AUFGABEN
1 > Woraus entsteht laut dem Text über das Beten die übliche Spannung beim Beten?
2 > Gib im Text über das Beten den Abschnitt von „Wenn es hier“ bis „zu meinem Vater.“ wortgetreu wieder.
3 > Schreib den Text über das Beten im Anschluss an seinen letzten Satz weiter.

QUELLE

☆ ☆ ☆ ☆ ☆

Man sollte das einfach mal ausprobieren. Ich sage nicht, dass man eine bestimmte Gebetshaltung einnehmen muss, aber es kann hilfreich sein zu sagen: „Ich gehe jetzt mal auf meine Knie und bete.“ Ich schaue, wie sich das für mich anfühlt und was das bewirkt. Oder ich erhebe die Hände und lobe Gott. Oder ich stehe, wie vorhin einfach auf.
Das ist etwas, wo man merkt: Körper und Geist werden eins, und das passt irgendwie.
Wenn es hier heißt: „Ich beuge meine Knie vor dem Vater“, dann ist das die übliche Spannung, die es beim Beten gibt – aus Respekt und Liebe. Da ist dieses „Ich beuge mich vor Gott, ich anerkenne seine Autorität, er ist Gott“, und gleichzeitig rede ich zu meinem Vater.
Ihr habt das auch im Vaterunser: „Vater unser, der du bist im Himmel.“ Da habe ich auch dieses Vater, aber gleichzeitig: „Du bist da oben, und ich bin hier unten.“ Es ist ungewöhnlich, dass ich zu dir reden darf. Es ist nicht normal, dass wir das dürfen.

☆ ☆ ☆ ☆ ☆

GEZEIGTES MATERIAL
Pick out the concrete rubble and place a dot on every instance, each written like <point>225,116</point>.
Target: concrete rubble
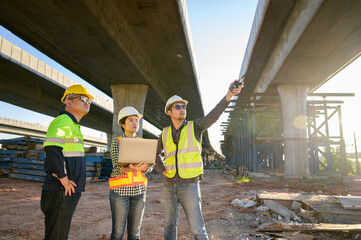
<point>289,217</point>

☆ ☆ ☆ ☆ ☆

ANTWORTEN
1 > Aus Respekt und Liebe.

2 >
Wenn es hier heißt: „Ich beuge meine Knie vor dem Vater“, dann ist das die übliche Spannung, die es beim Beten gibt – aus Respekt und Liebe. Da ist dieses „Ich beuge mich vor Gott, ich anerkenne seine Autorität, er ist Gott“, und gleichzeitig rede ich zu meinem Vater.

3 >
Wir haben Zugang zu Gott, dem Vater, durch das Blut des Herrn Jesus. Wir sind Teil dieser Familie, weil wir in Christus sind, weil wir Christen sind, weil wir an Jesus glauben.
Wir sind überhaupt alles, was wir haben und was wir sind, durch diese eine Beziehung. Das muss uns immer wieder klar sein. Am Ende liegt es überhaupt nicht an uns, sondern das ist alles Gnade.
Ich glaube, das ist etwas, das wir nicht oft genug hören können, auch wenn es sich nur ganz langsam in unserem Denken festsetzt.
Wir brauchen das ganz oft: zu begreifen, wer wir in Christus sind.
Die biblische Bedeutung von Vaterschaft und Gottes Kenntnis
Deshalb beuge ich meine Knie vor dem Vater, von dem jede Vaterschaft in den Himmeln und auf Erden benannt wird.
Wenn die Bibel von einem Vater spricht, dann ist dieses Bild nicht nur ein Symbol für Nähe, sondern auch für Würde und Autorität. Biblisch betrachtet ist ein Vater jemand, bei dem ich bedingungslose Liebe erwarten darf – aber noch mehr. Ein Vater ist auch dazu da, mir Hoffnung zu geben und mir die Unterstützung zu bieten, damit für mich eine Zukunft möglich wird.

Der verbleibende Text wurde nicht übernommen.